Data entries
-.-.-

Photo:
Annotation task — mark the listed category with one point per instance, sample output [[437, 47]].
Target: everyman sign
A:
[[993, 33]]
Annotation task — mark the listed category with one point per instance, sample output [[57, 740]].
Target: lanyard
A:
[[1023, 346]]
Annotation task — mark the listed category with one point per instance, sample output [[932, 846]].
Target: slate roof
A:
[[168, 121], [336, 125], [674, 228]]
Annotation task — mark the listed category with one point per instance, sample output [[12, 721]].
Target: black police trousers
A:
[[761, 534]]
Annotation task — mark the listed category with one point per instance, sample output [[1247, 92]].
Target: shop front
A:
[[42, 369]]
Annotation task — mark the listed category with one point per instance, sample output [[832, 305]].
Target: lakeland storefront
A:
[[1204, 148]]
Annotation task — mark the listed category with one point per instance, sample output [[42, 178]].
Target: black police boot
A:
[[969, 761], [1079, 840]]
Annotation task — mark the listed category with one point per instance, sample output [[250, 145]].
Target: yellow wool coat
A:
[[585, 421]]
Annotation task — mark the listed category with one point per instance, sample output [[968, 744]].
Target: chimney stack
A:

-.-.-

Directions for this task —
Having found the line with "Target: yellow wool coat", transcribe it and each line after it to the end of the entries, with no other lines.

Written response —
Target: yellow wool coat
A:
[[585, 421]]
Annotation task — mark the listed category with one point per instance, sample output [[968, 744]].
Target: chimney stack
A:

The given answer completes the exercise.